THE REQUEST:
An exact copy of every record is needed.
start STORED ROWS
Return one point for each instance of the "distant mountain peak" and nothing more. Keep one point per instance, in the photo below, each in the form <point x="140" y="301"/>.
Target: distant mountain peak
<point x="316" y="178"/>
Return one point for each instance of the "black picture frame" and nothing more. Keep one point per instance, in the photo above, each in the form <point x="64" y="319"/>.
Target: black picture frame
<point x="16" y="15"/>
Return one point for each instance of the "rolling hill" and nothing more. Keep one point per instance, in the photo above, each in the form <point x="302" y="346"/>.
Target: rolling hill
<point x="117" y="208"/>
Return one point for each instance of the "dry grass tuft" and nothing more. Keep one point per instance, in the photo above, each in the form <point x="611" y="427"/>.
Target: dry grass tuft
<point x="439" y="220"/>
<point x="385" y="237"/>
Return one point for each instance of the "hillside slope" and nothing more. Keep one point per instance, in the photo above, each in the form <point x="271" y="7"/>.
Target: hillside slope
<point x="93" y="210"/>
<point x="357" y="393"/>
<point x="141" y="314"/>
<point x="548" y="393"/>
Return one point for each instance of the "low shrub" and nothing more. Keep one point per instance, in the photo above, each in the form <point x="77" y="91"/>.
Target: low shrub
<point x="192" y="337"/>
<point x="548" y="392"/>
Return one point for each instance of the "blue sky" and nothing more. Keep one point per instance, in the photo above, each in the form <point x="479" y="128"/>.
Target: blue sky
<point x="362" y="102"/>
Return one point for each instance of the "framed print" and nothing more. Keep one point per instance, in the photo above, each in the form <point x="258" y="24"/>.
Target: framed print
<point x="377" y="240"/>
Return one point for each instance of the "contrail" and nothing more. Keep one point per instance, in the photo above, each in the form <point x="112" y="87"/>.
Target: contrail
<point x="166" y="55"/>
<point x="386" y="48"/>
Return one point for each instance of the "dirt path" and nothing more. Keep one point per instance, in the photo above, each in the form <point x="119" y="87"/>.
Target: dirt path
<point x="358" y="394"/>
end STORED ROWS
CORRECT RESULT:
Return one point for each instance of the "distant mountain peak" and nothing more. Keep one point per instance, in the photo below, each in the form <point x="140" y="301"/>.
Target: distant mountain peak
<point x="316" y="178"/>
Return one point for each instance of the "black picture frame" and nothing more. Keep one point per instance, in the photo above, each in the form <point x="64" y="319"/>.
Target: black picture frame
<point x="16" y="15"/>
Return one point for each instance of the "rolling hill" and nothing more. Keep one point per instance, in the photo above, each in the form <point x="302" y="346"/>.
Target: rolling hill
<point x="117" y="208"/>
Return one point for each instance of the "dry grass tuft" and nothing more. Keep one point per instance, in the photo above, each in the form <point x="611" y="427"/>.
Target: dry grass tuft
<point x="439" y="220"/>
<point x="385" y="237"/>
Return one point for each instance of the "hillside slope" and nothing more. Keep one point per instance, in the photo above, each in the form <point x="271" y="7"/>.
Target: hillside slope
<point x="93" y="210"/>
<point x="357" y="393"/>
<point x="141" y="314"/>
<point x="548" y="393"/>
Return one point for each instance of the "low shrub" and nothing more. Keep one point per instance, in the photo above, each in the form <point x="77" y="91"/>.
Target: low shrub
<point x="192" y="337"/>
<point x="548" y="392"/>
Return one point for each instance of the "blue sky" and nothing more. Keep one point per instance, in the photo above, each in the form <point x="479" y="128"/>.
Target: blue sky
<point x="362" y="102"/>
Return one point for each instance of the "framed print" and nothing more. Keep one point per instance, in the photo above, each in the form <point x="258" y="24"/>.
Target: framed print
<point x="377" y="240"/>
Return one point for each instance of the "contrail" and nothing more. Keep one point per instance, in the photo above, each in the form <point x="112" y="87"/>.
Target: contrail
<point x="166" y="55"/>
<point x="386" y="48"/>
Return one point for each instance of the "dirt path" and nothing more. Keep one point per instance, in the photo above, each in the form <point x="119" y="87"/>.
Target: dirt path
<point x="358" y="394"/>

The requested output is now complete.